[START OF Exercise data]

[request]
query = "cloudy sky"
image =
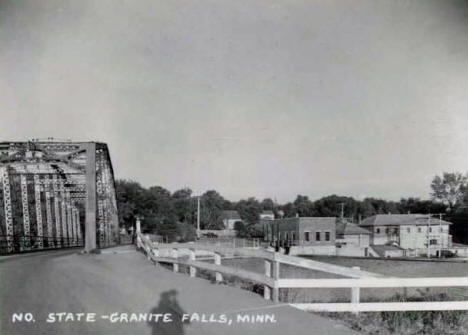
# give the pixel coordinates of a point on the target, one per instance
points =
(251, 98)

[END OF Exercise data]

• [Problem] Write out the data above line for line without changing anything, and leave the picture out of your copy.

• [Expected answer]
[request]
query = "cloudy sky"
image =
# give the pixel coordinates of a point on the target, one per instance
points =
(251, 98)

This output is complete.